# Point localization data
Start of Block

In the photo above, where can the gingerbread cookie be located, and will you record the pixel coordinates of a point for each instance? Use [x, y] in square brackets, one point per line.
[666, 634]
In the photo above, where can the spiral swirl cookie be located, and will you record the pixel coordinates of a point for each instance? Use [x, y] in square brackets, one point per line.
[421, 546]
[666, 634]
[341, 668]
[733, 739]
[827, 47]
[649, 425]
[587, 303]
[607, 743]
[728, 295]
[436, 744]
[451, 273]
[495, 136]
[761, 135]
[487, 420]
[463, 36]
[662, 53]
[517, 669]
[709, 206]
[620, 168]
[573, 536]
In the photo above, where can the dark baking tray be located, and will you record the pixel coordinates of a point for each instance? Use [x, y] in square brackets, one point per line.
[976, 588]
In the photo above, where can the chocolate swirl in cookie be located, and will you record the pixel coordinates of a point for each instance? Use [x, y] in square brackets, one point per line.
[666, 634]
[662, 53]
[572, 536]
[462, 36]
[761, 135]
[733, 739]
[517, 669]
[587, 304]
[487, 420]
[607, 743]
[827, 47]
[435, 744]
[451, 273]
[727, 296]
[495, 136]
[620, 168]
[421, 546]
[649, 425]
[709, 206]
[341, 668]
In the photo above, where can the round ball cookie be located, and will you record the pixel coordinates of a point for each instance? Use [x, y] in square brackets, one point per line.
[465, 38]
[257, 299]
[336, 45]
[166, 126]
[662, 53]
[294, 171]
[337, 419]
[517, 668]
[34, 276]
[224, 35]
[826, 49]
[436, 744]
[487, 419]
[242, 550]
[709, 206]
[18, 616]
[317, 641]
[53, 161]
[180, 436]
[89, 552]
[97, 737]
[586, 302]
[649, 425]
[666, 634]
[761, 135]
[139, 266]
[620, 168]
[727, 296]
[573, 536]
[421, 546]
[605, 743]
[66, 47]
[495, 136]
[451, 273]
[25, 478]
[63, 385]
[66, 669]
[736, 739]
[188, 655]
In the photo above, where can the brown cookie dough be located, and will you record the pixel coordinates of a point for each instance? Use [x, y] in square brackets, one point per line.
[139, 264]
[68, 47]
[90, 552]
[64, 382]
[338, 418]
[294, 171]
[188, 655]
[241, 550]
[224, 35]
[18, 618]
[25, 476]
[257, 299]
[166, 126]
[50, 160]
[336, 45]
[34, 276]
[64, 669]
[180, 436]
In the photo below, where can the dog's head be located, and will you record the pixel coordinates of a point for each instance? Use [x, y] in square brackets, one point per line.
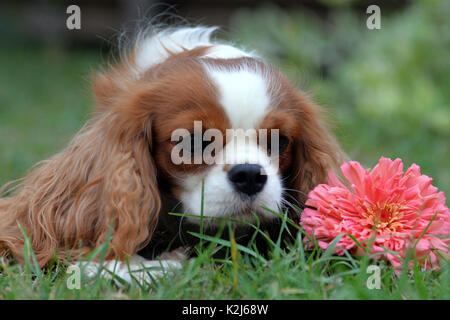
[221, 120]
[179, 114]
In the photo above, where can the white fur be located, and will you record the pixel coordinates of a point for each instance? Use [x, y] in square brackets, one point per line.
[155, 48]
[243, 93]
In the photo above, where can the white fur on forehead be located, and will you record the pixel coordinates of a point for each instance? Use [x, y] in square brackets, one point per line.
[244, 95]
[156, 47]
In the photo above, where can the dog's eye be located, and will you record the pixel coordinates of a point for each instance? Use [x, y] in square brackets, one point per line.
[283, 143]
[201, 143]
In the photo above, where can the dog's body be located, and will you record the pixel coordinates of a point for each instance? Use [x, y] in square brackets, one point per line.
[119, 169]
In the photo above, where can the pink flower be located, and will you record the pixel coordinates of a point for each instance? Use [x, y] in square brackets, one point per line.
[386, 206]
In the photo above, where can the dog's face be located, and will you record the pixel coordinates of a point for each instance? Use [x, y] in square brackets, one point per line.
[236, 104]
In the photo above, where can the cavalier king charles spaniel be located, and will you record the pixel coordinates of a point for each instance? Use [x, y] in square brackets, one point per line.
[120, 174]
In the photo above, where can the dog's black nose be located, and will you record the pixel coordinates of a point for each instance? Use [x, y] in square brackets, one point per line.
[247, 178]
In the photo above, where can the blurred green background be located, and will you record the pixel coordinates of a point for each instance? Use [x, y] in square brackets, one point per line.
[386, 91]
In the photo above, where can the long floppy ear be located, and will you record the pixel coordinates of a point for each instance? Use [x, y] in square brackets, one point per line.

End of Block

# Task brief
Would you please repeat the entries above verbatim, excluding each picture?

# Answer area
In the photo above, where can the gingerbread cookie be located, and will you record the pixel coordinates of a point for each instance? Use [x, y] in square brackets, one point per line.
[666, 634]
In the photo above, where can the spiral swirl cookie be located, and will you record the pixel coordinates of a point for each instance? Use [x, y] in square brackets, one point per line.
[421, 546]
[666, 634]
[341, 668]
[733, 739]
[827, 47]
[649, 425]
[587, 303]
[607, 743]
[728, 295]
[436, 744]
[451, 273]
[495, 136]
[761, 135]
[487, 420]
[463, 36]
[662, 53]
[517, 669]
[709, 206]
[620, 168]
[573, 536]
In the photo above, where can the dark baking tray be located, and will you record the pixel coordinates of a point for each instance? Use [x, y] in square brackets, one point per line.
[976, 588]
In the photo above, where can the chocolate swirl in cookie be located, and will you record the pixel coordinates of a point for each instance? Use [x, y] in square brackets, one point per line.
[666, 634]
[662, 53]
[572, 536]
[462, 36]
[761, 135]
[733, 739]
[517, 669]
[587, 304]
[487, 420]
[607, 743]
[827, 47]
[435, 744]
[451, 273]
[727, 296]
[495, 136]
[620, 168]
[421, 546]
[649, 425]
[709, 206]
[341, 668]
In the photo above, where can the round ball cookie be located, and will you record the pixel coordinates of a point for each instance? Use [x, y] in square brackets, one point per line.
[465, 38]
[257, 299]
[336, 45]
[166, 126]
[662, 53]
[294, 171]
[337, 419]
[517, 668]
[34, 276]
[224, 35]
[826, 49]
[436, 744]
[487, 419]
[242, 550]
[709, 206]
[18, 616]
[317, 641]
[53, 161]
[180, 436]
[89, 552]
[97, 737]
[586, 302]
[649, 425]
[666, 634]
[761, 135]
[139, 266]
[620, 168]
[727, 296]
[573, 536]
[421, 546]
[605, 743]
[66, 47]
[495, 136]
[451, 273]
[25, 478]
[63, 385]
[66, 669]
[736, 739]
[188, 655]
In the photo above, where can the brown cookie dough be located, and will you record the pixel coordinates of a point for each instance? Use [x, y] in square brackets, one point per line.
[139, 264]
[68, 47]
[90, 552]
[64, 382]
[338, 418]
[294, 171]
[188, 655]
[241, 550]
[224, 35]
[18, 618]
[25, 476]
[257, 299]
[166, 126]
[50, 160]
[336, 45]
[34, 276]
[64, 669]
[180, 436]
In the photo below, where can the dog's head be located, and will you record the pixel coordinates of a point for each instance? Use [x, y] in square brackets, one point per line.
[221, 120]
[179, 114]
In the photo above, where can the white fur be located, and will you record the pixel coordinates of a point for each instance? Use [x, y] in square brackets, one point per line.
[155, 48]
[243, 93]
In the photo above, where can the white fur on forehead be located, and will you record the pixel coordinates of a point for each instance? Use [x, y] in square brackets, one point per line.
[244, 95]
[156, 47]
In the photo above, where can the dog's eye be located, and will you record the pixel coordinates of a point for each instance? Use [x, y] in square brackets, one point per line.
[283, 143]
[201, 143]
In the photo above, where can the dog's body be located, and will you record the pixel coordinates of a point for each instance? Use [x, y] in square brackets, one point per line.
[119, 169]
In the photo above, where can the pink flower be located, and will you record the pixel coordinates of a point for each instance? Use [x, y] in square brackets, one point per line.
[386, 206]
In the photo above, where can the dog's face be located, and will you record the pixel coordinates of a point for each instance? Use [x, y] in square brackets, one point per line.
[236, 104]
In the photo above, where can the cavalier king charles spaniel be located, and will you record the pixel coordinates of a point for each instance? Use [x, y] in square brackets, one point per line.
[120, 174]
In the photo above, where can the dog's black nose be located, and will you record the pixel coordinates of a point for each instance? Use [x, y] in square brackets, one point per line.
[247, 178]
In the photo above, where can the blurred green background be located, and will you record the pixel coordinates of a point for each instance? Use [x, y] in square brackets, one point per line.
[386, 91]
In the photo above, where can the long floppy ear be located, and will you record the pixel coordinates of a point for each instance? Use [x, y] in square brackets, one point per line.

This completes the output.